Red-haired woman with a deadened expression stands in a kitchen. The caption reads “Oh, I’m in a mood.”
Hey, Team.
Targeting the figurehead, the icon and symbol, is a centrist strategy. Maybe liberal. At the very least it’s becoming less and less fringe. It’s the act of someone desperate to remove the unsightly thing they believe is what’s halting the Return To Normalcy. It betrays an individualist mindset, an expression of the deeply American belief that all men are, in fact, islands. That it’s the single public face that makes the choices, alone and fully propelled by nothing but their own audacity. It is cousins with signs reading “If Kamala were president, we’d be at brunch.” It’s spraying bleach on bloom of mold to hide it, never once paying mind to the poisonous spread behind the wall paper.
The Vietnam War dragged on pointlessly in a deluge of blood and chemical burns not solely by the choice of the individual, the figurehead, Lyndon B. Johnson. It scored blades and flames and bullets through the land under the decision of a committee. Advisors, experts, intelligence leadership. The poison behind the wall paper. Every president is complicit, of course. They, more than anyone else, have the option to halt these “projects,” but they never do. They defer to their committees, their advisors, their experts, their intelligence leadership. Their poison behind the wall paper. Do they even know they could do anything else? Does the goldfish swirling a bowl know about the sea? It’s as if no one realizes it is possible to eradicate mold. It’s just a period of inconvenience as the room dries out. Why does no one try drying out the room? Why do they continuously splash and wipe at the smudge? Doesn’t any of us understand this just lets the mold grow even more?
Trying to kill the president is stupid. It makes a martyr out of a monster while the truly guilty duck from view a behind a casket they bought with our taxes. Don’t mistake me. I’m not instructing anyone to carry out death. I’m just noticing no one is aiming correctly.
You know he’s actually flattered how often people try to kill him? He has the narcissist’s understanding of death, that somehow he’ll be able to watch his own funeral. Do you really want to give him something valorizing, even in a fantasy? I’m begging you, let his bowels do the job. I’m telling you, his bowels will do the job. A death that gets displayed in a museum is not what he deserves. Think hard. Dig deep. You know what’s fair is bloating in a puddle of his own shit, utterly alone and unattended. That only when someone stationed in the hall cannot stand the stink any longer is his passing finally noted. Why aim at him, why waste any time on a symptom? What about what’s around him? The poison beneath the wall paper.

- _Available data_:
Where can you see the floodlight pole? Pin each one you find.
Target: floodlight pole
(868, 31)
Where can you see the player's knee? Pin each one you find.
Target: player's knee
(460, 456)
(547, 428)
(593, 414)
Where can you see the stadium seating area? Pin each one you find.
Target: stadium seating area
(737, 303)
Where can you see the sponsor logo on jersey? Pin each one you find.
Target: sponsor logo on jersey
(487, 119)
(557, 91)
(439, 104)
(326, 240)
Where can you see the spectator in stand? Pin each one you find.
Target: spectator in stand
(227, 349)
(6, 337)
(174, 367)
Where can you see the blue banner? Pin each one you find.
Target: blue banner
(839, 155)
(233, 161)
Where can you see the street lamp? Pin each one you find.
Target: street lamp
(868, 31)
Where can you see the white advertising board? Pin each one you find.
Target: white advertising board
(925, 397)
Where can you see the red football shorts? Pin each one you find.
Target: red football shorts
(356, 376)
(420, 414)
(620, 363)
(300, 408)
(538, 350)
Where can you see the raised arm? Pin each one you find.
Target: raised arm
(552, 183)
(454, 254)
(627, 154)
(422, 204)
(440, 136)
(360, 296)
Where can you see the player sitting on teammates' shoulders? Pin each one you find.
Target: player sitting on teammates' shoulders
---
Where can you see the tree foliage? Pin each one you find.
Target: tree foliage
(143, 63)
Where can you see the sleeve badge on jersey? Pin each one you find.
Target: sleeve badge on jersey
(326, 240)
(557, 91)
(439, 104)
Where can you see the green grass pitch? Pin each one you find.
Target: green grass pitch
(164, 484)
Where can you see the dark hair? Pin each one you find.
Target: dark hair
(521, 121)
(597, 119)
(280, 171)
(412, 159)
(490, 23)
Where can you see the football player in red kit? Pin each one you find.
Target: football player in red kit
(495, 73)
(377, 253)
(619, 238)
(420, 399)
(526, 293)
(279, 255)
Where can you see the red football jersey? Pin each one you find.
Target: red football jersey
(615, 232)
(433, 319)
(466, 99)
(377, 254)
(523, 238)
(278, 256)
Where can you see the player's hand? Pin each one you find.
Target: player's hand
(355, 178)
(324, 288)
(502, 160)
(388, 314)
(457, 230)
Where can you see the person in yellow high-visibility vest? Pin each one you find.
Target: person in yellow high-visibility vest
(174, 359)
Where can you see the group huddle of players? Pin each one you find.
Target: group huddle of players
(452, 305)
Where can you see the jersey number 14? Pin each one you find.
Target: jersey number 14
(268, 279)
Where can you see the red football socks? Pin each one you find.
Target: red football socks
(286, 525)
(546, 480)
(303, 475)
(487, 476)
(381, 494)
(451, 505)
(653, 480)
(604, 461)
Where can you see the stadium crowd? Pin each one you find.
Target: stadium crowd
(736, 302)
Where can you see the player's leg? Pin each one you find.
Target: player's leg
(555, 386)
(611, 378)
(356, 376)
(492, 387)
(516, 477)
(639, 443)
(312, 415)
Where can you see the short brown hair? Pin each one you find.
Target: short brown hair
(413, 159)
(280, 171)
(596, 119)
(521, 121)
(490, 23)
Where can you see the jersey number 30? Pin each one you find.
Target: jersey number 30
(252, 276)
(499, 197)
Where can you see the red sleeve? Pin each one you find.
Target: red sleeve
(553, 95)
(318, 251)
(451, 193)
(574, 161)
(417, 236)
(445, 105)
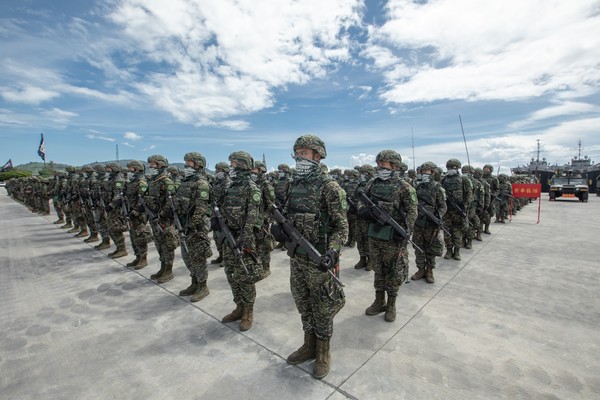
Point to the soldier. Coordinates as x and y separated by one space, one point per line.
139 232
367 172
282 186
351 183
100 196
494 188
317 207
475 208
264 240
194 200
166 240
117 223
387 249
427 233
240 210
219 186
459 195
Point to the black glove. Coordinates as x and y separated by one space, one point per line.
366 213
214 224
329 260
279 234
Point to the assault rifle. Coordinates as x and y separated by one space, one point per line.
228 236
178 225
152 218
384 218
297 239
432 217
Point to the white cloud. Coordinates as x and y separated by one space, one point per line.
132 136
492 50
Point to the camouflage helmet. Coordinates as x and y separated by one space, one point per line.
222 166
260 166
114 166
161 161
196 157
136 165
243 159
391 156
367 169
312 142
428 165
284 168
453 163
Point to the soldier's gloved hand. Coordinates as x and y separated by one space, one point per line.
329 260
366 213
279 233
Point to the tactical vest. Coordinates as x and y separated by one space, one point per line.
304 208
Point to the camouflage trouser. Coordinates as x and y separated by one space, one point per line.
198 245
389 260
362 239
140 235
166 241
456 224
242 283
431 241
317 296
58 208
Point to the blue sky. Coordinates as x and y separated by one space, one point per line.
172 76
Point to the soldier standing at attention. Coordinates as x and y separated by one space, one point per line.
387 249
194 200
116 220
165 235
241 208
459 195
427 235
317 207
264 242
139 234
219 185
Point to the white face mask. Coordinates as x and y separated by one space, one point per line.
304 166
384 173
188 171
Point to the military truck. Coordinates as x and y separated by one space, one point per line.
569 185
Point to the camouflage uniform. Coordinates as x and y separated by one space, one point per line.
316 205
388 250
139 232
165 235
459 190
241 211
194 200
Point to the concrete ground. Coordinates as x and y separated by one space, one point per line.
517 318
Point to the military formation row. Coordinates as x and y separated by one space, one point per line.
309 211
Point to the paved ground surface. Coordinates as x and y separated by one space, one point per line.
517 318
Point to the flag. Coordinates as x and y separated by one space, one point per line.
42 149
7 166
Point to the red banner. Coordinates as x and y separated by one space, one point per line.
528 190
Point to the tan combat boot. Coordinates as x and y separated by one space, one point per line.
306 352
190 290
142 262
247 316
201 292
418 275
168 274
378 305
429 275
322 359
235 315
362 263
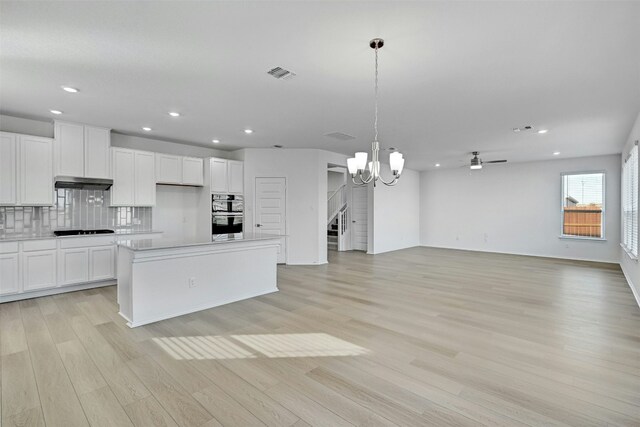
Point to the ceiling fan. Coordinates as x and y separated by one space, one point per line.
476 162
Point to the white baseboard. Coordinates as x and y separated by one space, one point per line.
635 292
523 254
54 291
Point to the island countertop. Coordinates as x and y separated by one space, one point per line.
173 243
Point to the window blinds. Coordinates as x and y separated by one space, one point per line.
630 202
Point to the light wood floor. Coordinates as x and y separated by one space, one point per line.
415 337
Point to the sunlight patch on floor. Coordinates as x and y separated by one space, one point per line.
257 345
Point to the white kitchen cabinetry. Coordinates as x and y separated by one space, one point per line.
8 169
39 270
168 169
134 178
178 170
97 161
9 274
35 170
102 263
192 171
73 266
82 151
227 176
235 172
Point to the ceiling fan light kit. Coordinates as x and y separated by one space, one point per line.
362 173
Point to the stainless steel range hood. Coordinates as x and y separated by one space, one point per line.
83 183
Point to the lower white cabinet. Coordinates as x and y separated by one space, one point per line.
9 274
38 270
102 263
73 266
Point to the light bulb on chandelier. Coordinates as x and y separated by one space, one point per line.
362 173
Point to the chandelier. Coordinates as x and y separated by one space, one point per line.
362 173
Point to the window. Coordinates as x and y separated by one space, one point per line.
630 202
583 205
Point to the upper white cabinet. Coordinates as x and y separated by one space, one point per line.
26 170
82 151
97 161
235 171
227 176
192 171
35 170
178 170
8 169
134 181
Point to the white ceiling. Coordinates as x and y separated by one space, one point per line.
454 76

- _Problem details_: Resume the essay on targeting the president, picking up after its final sentence.

- _Answer to this task_:
I want to believe in a world, in a time, in a realm where death isn’t the option. I want to believe in restorative justice, in reparations, in land returned and moral debts repaid. I want to believe in an environment wherein nothing poisonous can flourish beneath the wall paper. I have to believe in it. If I don’t, then what is it all for? All this love for my neighbors, for strangers, all this desperate need to reverse the deadly harms inflicted upon my fellow man at home and abroad, what is it all for? I have to believe in it because otherwise I’m just a pile of meat rotting for nothing. And if that’s true of me, then that would make it true of everyone. And I refuse to see the rest of the world as nothing.
We do need revolution, we do need community. We do need upheaval, we do need kindness. Why bother? I will die breathing these spores, I know it. But no one else needs to. The walls will dry out, they must. And after I’m gone someone will breathe good, clean air. I’m doing what I can. It might not seem like much and I’m only able to reach a few people at a time, but one person is a world. It all adds up. It has to.
Anyway. I’ve read eleven books so far this month. I’ve barely practiced my Spanish. I saw Chuwi at The Roxy and spent the weekend at Madonna Inn. It’s nice to be alive, and I’m literally always saying that.
Okay, that’s all for now, Team. Talk soon (threat)!